REQUIRED WORK ▸ Return the Zookeeper write-up below word for word.

DOCUMENT SEGMENT ▸

(begin)

Call me maybe: Zookeeper

In this Jepsen post, we’ll explore Zookeeper. Up next: NuoDB.

Zookeeper, or ZK for short, is a distributed CP datastore based on a consensus protocol called ZAB. ZAB is similar to Paxos in that it offers linearizable writes and is available whenever a majority quorum can complete a round, but unlike the Paxos papers, places a stronger emphasis on the role of a single leader in ensuring the consistency of commits.

Because Zookeeper uses majority quorums, in an ensemble of five nodes, any two can fail or be partitioned away without causing the system to halt. Any clients connected to a majority component of the cluster can continue to make progress safely. In addition, the linearizability property means that all clients will see all updates in the same order–although clients may drift behind the primary by an arbitrary duration.

This safety property comes at a cost: writes must be durably written to a disk log on a majority of nodes before they are acknowledged. In addition, the entire dataset must fit in memory. This means that Zookeeper is best deployed for small pieces of state where linearizability and high availability is critical. Often, ZK is used to track consistent pointers to larger, immutable data stored in a different (perhaps AP) system; combining the safety and scalability advantages of both. At the same time, this strategy reduces the availability for writes, since there are two systems to fail, and one of them (ZK) requires majority quorums.

(end)

[Object location annotation data]
(begin)

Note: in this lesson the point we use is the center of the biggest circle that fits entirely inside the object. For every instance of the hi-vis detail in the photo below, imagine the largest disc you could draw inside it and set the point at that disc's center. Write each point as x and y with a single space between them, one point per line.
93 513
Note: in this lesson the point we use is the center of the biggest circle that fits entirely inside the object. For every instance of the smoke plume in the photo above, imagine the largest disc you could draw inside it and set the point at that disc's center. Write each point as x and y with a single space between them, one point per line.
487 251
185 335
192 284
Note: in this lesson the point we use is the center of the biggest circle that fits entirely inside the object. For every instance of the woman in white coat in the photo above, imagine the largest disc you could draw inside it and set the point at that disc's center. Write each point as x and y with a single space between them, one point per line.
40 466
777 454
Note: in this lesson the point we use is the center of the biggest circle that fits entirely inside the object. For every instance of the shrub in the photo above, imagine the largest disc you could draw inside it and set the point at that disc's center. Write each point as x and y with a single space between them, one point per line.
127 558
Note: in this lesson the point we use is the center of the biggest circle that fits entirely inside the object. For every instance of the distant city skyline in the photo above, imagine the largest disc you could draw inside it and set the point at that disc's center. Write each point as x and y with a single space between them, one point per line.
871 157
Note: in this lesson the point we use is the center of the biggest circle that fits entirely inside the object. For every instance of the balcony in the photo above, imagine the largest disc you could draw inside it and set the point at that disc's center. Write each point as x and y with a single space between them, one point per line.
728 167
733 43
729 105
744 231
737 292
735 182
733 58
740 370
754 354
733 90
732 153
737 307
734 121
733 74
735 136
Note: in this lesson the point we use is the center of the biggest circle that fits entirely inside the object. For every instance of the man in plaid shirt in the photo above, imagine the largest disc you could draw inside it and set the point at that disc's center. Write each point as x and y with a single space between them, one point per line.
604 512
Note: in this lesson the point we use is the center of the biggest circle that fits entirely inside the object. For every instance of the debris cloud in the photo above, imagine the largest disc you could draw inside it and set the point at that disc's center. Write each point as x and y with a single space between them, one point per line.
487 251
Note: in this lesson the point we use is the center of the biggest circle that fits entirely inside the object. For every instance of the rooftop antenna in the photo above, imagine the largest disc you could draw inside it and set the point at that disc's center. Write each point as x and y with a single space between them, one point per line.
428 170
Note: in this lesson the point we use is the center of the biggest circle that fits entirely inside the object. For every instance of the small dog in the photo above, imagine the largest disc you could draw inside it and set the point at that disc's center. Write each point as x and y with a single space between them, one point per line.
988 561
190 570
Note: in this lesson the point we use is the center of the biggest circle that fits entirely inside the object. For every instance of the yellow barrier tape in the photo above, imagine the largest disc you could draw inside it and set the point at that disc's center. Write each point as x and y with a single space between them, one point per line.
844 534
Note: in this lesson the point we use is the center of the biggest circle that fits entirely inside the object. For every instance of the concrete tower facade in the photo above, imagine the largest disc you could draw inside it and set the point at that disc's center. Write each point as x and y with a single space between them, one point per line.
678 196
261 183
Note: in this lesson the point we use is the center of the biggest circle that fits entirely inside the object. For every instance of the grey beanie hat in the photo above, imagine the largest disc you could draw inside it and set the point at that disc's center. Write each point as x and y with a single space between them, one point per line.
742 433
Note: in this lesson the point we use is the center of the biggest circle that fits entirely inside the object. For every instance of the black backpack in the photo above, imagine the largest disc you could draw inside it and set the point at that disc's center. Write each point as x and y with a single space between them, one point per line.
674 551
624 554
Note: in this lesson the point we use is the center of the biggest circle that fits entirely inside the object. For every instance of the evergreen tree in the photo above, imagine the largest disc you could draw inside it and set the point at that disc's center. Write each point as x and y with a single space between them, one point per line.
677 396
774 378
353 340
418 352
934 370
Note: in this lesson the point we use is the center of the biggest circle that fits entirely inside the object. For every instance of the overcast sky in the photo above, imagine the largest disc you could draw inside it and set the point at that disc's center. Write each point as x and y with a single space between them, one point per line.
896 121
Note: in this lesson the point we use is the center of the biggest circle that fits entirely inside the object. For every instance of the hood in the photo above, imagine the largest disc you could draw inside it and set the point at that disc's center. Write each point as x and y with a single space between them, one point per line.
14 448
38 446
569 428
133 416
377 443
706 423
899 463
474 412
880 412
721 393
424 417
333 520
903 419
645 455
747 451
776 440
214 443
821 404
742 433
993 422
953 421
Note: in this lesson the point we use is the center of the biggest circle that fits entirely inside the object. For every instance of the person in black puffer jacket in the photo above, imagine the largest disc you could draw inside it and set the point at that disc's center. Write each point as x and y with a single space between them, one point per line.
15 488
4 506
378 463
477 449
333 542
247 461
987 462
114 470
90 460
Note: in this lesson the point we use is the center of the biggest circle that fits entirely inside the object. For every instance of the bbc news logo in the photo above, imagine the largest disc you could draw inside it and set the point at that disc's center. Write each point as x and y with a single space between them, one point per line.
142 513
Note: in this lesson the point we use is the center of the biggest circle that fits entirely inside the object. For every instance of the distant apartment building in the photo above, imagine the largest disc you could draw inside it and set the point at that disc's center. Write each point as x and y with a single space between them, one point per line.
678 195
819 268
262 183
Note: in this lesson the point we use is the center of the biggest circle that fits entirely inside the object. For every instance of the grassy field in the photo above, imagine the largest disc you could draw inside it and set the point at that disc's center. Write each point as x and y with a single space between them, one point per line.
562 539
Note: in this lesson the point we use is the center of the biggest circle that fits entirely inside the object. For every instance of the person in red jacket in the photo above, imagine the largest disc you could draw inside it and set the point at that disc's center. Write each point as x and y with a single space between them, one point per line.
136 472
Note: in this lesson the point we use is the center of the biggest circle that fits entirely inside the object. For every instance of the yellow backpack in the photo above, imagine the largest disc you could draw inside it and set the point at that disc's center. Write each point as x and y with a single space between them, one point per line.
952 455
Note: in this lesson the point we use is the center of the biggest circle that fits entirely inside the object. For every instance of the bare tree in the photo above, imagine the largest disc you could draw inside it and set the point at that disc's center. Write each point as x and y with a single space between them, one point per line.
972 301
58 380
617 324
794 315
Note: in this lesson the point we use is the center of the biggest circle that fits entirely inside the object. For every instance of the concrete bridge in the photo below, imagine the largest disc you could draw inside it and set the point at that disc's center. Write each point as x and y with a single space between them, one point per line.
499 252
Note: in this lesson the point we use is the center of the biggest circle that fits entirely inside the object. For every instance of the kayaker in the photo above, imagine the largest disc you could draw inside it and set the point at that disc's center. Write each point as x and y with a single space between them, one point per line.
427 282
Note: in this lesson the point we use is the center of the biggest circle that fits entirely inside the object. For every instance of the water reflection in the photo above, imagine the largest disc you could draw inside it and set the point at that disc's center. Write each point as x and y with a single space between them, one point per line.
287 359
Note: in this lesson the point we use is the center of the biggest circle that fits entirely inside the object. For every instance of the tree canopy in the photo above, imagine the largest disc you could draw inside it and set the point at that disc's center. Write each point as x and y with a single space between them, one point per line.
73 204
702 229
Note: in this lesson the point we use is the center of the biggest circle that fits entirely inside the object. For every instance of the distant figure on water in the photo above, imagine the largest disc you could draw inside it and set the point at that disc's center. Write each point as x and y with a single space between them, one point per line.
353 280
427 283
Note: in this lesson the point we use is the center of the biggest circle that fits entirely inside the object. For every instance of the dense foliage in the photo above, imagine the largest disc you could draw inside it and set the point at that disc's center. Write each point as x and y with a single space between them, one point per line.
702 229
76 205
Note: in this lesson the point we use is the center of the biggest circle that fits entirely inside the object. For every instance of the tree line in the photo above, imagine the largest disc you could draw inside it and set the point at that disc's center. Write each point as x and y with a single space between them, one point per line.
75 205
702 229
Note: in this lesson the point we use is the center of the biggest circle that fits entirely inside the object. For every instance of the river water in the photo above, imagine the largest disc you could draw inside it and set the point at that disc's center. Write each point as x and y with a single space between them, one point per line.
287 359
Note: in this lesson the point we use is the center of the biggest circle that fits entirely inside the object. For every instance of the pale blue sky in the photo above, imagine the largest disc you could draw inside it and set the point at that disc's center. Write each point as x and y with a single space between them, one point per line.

(end)

TASK OUTPUT ▸
Call me maybe: Zookeeper

In this Jepsen post, we’ll explore Zookeeper. Up next: NuoDB.

Zookeeper, or ZK for short, is a distributed CP datastore based on a consensus protocol called ZAB. ZAB is similar to Paxos in that it offers linearizable writes and is available whenever a majority quorum can complete a round, but unlike the Paxos papers, places a stronger emphasis on the role of a single leader in ensuring the consistency of commits.

Because Zookeeper uses majority quorums, in an ensemble of five nodes, any two can fail or be partitioned away without causing the system to halt. Any clients connected to a majority component of the cluster can continue to make progress safely. In addition, the linearizability property means that all clients will see all updates in the same order–although clients may drift behind the primary by an arbitrary duration.

This safety property comes at a cost: writes must be durably written to a disk log on a majority of nodes before they are acknowledged. In addition, the entire dataset must fit in memory. This means that Zookeeper is best deployed for small pieces of state where linearizability and high availability is critical. Often, ZK is used to track consistent pointers to larger, immutable data stored in a different (perhaps AP) system; combining the safety and scalability advantages of both. At the same time, this strategy reduces the availability for writes, since there are two systems to fail, and one of them (ZK) requires majority quorums.